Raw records
-- Begin --

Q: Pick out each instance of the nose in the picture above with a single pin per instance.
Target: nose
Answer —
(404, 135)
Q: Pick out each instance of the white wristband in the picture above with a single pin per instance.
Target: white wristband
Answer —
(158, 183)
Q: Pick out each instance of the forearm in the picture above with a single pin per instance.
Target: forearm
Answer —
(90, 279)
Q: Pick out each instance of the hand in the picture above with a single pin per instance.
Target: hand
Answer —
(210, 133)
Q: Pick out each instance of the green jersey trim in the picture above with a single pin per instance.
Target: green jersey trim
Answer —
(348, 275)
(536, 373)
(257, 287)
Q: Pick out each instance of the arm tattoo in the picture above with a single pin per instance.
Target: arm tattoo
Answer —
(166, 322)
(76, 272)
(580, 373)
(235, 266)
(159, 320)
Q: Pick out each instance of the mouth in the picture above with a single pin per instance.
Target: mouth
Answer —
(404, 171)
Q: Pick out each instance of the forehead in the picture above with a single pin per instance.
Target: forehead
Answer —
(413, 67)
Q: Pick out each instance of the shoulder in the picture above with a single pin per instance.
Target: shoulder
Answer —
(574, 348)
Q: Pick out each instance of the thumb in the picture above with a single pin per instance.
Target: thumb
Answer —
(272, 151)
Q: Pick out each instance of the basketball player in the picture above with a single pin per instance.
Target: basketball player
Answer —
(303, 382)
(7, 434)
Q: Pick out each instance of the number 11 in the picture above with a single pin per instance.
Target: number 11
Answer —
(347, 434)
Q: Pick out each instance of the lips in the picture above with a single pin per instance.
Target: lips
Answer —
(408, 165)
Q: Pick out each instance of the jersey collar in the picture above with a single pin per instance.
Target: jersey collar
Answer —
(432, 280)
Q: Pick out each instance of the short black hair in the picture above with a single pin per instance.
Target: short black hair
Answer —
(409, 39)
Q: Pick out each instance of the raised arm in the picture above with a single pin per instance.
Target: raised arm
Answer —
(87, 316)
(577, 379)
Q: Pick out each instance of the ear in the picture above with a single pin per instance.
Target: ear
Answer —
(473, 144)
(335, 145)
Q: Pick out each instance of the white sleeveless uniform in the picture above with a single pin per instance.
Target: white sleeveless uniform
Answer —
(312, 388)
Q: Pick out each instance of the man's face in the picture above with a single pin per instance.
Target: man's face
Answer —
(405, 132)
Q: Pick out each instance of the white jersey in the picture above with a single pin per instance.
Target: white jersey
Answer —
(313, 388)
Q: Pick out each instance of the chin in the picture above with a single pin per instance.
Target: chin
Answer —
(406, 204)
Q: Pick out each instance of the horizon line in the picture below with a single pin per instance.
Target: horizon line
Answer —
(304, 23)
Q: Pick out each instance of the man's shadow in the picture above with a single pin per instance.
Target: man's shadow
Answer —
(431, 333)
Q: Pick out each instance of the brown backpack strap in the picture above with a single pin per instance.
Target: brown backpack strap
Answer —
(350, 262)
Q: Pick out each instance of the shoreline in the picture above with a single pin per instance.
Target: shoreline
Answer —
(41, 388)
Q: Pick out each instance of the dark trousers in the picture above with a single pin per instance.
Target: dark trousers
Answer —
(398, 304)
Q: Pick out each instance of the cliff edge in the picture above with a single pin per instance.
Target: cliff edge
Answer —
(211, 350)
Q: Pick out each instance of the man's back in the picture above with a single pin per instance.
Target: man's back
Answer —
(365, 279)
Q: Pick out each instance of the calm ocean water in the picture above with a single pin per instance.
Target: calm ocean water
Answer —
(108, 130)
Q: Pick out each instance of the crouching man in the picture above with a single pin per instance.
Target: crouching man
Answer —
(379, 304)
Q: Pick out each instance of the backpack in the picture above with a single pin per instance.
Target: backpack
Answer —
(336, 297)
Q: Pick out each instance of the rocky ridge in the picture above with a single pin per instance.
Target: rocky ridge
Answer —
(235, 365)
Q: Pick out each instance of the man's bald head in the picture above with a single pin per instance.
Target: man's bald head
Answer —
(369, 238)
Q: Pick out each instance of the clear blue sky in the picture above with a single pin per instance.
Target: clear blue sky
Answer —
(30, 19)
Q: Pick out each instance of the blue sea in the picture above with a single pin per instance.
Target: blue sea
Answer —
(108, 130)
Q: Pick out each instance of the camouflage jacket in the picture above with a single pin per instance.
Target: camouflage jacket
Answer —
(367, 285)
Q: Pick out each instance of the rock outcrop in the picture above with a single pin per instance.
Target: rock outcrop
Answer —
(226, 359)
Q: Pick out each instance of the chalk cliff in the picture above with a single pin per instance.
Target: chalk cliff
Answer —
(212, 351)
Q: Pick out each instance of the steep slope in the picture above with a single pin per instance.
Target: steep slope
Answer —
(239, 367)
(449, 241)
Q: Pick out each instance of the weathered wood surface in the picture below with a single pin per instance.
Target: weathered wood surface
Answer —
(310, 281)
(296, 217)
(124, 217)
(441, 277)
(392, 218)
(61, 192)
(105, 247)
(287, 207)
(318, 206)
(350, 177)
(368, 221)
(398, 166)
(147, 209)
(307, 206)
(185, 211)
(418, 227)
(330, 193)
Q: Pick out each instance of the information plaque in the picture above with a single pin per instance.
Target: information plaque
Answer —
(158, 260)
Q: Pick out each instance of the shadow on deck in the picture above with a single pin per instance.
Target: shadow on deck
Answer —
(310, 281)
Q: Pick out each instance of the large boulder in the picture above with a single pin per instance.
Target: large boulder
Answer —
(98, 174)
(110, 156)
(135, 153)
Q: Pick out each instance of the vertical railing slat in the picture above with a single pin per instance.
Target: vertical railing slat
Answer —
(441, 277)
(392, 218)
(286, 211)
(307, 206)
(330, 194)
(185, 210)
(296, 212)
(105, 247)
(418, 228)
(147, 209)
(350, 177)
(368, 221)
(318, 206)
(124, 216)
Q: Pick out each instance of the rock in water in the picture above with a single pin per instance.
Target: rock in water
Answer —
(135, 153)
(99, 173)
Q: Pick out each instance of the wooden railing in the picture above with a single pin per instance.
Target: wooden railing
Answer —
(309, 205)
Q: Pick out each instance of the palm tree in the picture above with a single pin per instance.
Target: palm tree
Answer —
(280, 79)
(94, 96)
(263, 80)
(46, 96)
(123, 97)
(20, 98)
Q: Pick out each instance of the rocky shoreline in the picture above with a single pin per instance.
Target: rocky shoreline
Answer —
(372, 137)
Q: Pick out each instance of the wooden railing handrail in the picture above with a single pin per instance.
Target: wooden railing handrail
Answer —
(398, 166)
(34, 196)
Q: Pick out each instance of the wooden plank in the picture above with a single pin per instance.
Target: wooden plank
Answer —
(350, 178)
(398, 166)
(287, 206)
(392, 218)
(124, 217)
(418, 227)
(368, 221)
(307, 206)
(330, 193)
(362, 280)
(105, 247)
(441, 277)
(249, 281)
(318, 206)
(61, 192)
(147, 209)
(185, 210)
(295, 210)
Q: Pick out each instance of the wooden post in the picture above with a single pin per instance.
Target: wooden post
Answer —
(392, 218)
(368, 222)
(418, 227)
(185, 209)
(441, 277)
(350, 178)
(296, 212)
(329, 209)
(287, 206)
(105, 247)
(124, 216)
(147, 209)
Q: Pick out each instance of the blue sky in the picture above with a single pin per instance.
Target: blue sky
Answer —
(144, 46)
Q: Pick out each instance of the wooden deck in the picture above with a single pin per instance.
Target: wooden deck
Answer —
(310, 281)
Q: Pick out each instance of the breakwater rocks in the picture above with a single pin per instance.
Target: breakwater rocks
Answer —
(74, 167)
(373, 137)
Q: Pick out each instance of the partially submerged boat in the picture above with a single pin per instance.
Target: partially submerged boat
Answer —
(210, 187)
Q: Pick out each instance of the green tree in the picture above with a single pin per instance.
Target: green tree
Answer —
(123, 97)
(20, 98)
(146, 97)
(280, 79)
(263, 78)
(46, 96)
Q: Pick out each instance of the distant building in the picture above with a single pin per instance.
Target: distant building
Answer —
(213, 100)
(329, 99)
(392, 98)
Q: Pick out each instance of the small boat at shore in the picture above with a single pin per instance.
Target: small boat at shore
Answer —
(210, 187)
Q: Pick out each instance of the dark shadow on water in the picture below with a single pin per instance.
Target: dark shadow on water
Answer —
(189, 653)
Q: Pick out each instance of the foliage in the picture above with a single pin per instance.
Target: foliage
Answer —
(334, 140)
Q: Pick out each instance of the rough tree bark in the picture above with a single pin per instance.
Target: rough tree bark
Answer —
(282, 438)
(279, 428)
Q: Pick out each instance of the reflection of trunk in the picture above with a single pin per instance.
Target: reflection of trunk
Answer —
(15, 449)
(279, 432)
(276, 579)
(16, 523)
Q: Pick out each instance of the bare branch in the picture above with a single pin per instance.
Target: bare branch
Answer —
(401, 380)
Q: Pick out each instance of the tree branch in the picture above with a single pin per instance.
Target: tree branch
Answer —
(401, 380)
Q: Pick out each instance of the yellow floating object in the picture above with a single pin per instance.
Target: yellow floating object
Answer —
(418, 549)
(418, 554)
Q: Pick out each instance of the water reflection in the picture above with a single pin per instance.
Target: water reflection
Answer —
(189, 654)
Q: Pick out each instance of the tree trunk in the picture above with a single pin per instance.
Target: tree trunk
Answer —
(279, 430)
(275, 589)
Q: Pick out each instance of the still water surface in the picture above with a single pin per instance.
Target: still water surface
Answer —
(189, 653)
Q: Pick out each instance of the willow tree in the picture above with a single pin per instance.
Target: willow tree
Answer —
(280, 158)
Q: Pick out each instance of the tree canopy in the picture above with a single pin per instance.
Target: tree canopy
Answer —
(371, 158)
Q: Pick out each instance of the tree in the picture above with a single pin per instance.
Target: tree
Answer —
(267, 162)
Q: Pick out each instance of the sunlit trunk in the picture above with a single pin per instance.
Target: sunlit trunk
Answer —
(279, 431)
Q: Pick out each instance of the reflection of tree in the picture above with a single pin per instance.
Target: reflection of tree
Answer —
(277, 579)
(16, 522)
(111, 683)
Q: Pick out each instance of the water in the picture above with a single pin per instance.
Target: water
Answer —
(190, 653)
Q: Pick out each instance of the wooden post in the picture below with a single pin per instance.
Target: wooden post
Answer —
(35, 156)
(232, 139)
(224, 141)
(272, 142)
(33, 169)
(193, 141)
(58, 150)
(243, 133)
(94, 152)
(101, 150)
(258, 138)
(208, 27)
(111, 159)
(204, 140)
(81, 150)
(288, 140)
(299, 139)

-- End --

• [What you need to do] Your task is to extract the lines running from the one with "Q: Pick out each instance of the yellow" to the end of the material, inclusive, copying each exactly and adding nothing.

• [Task answer]
Q: Pick out each instance of the yellow floating object in the picture above with a single pin per instance.
Target: yellow floating object
Answer —
(418, 549)
(418, 554)
Q: Pick out each instance of the water reflection in the picture above with a single pin per instance.
Target: water reflection
Answer —
(189, 654)
Q: Pick out each instance of the tree trunk in the picture above with a single pin per instance.
Target: tree trunk
Answer —
(279, 430)
(275, 589)
Q: Pick out each instance of the still water surface in the picture above with a single pin per instance.
Target: still water surface
Answer —
(189, 653)
Q: Pick out each instance of the willow tree in the picture above with a single pin per instance.
Target: willow tree
Answer —
(280, 158)
Q: Pick out each instance of the tree canopy in the picture above with a single pin per instance.
Target: tree canopy
Answer —
(371, 158)
Q: Pick out each instance of the tree in the picture above with a single pin per instance.
Target: tree
Answer —
(267, 162)
Q: Pick out each instance of the sunlit trunk in the picture above with a single pin per instance.
Target: sunlit trunk
Answer —
(279, 431)
Q: Pick out each instance of the reflection of tree in the picture above with a single pin per instance.
Target: reflection of tree
Answer —
(277, 579)
(16, 522)
(111, 683)
Q: Pick out each instance of the water in the picture above with a single pin per instance.
Target: water
Answer —
(190, 653)
Q: Pick out each instance of the wooden post in the picture below with a single pin per instance.
Target: wooden post
Answer —
(35, 156)
(232, 139)
(224, 141)
(272, 142)
(33, 169)
(193, 141)
(58, 150)
(243, 133)
(94, 152)
(101, 150)
(258, 138)
(208, 27)
(111, 159)
(204, 140)
(81, 150)
(288, 140)
(299, 139)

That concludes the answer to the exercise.